_Stated task 1_
The message about Message-IDs in mail and news gateways describes several cases for the mail-to-news direction. List each case with its number and the condition that defines it.
_Stated task 2_
In the message about Message-IDs in mail and news gateways, what does the reply say 5536 does not permit inside a Message-ID?
_Stated task 3_
Continue the message about Message-IDs in mail and news gateways, starting right after its final sentence.

_Source document_
On Thu, 06 Oct 2011 01:11:53 +0100, John C Klensin <klensin@jck.com> wrote:

> I believe it leaves us with the following cases for Message-IDs
> in mail<->news gateways:
>
> Direction news -> mail
>
> 	  Since 5322 Message-IDs are less restrictive than 5536
> 	ones, there should be no need to change anything....

Actually, the difference between 5322 and 5536, as it finally ended up, is  
miniscule (5536 does not permit a '>' inside a Message-ID, but it is  
wildly improbable that one would see such a '>' in a real-world email).
> Direction mail -> news
>
>  Case 1: The Message-ID is all-ASCII and otherwise
> 	conforms to the 5536 requirements.  No transformation
> 	other than copying is necessary.  If a change is made,
> 	it would presumably be to assure uniqueness on the news
> 	side.  Nothing new here.
> 	
>  Case 2: The Message-ID is all-ASCII but does not conform
> 	to the 5536 requirements.  The gateway is required to
> 	change the mail Message-ID to a 5536 conforming one.
> 	Whatever happens, the two Message-IDs are no longer the
> 	same.
> 	
>  Case 3: The Message-ID contains some non-ASCII
> 	characters.  That doesn't conform to 5536, so the
> 	gateway is required to change it to something else,
> 	something that is 5536 conforming.  Whatever happens,
> 	the two Message-IDs are no longer the same.

Actually no. The best thing for a gateway to do (in the sense that it will  
cause the least damage/misrouting/looping/whatever) is to leave the utf-8  
untouched. If some subsequent server gets upset, then its connected  
clients will suffer, but the article will still route its way through  
other servers anr thus propagate throughout the network. Maybe not  
standards conforming, but that is what will work best. There might just be  
some slight benefit in NFC normalization at that point. Standards might  
eventually catch up, but in the meantime servers that refused such  
articles would get heavily leant upon to let them through.

_Information given_

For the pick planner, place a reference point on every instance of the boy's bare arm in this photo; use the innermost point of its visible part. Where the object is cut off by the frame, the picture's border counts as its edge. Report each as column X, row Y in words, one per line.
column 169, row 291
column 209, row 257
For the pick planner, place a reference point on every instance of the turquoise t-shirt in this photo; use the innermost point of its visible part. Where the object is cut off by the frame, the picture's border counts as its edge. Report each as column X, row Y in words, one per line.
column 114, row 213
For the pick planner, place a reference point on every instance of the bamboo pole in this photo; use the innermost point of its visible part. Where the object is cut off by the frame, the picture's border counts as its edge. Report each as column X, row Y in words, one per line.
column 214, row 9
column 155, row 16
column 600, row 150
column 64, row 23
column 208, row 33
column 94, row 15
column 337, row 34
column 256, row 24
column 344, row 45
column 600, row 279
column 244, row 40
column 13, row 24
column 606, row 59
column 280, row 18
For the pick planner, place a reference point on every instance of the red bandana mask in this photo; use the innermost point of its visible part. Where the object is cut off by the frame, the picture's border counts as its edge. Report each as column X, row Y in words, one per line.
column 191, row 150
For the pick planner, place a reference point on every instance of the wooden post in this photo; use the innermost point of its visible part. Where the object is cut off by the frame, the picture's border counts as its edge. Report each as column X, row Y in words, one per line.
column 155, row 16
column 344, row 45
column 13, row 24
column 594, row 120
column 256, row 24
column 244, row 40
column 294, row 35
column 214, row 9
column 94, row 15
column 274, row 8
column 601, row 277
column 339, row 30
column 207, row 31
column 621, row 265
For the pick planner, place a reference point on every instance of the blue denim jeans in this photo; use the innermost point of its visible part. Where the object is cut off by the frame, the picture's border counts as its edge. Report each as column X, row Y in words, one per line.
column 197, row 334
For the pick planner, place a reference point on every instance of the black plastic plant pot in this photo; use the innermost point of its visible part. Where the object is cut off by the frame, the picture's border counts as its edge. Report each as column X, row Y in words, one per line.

_Reply 1_
Case 1: The Message-ID is all-ASCII and otherwise conforms to the 5536 requirements.
Case 2: The Message-ID is all-ASCII but does not conform to the 5536 requirements.
Case 3: The Message-ID contains some non-ASCII characters.

_Reply 2_
A '>' character inside a Message-ID.

_Reply 3_
As you say, gatewaying is a messy business, and attempts to fix "broken"  
messages usually make things worse. What I have suggested is well within  
the spirit of the gatewaying guidelines from 5537 that were quoted.

My only complaint is that if EAI had required that NFC normalization in  
any utf-8 message-id, then that would have been one issue less for those  
qateways. Indeed it would have also been one issue less for _email_ user  
agents that like to do threading.

-- 
Charles H. Lindsey ---------At Home, doing my own thing------------------------
Tel: +44 161 436 6131                       
   Web: http://www.cs.man.ac.uk/~chl
Email: chl@clerew.man.ac.uk      Snail: 5 Clerewood Ave, CHEADLE, SK8 3JU, U.K.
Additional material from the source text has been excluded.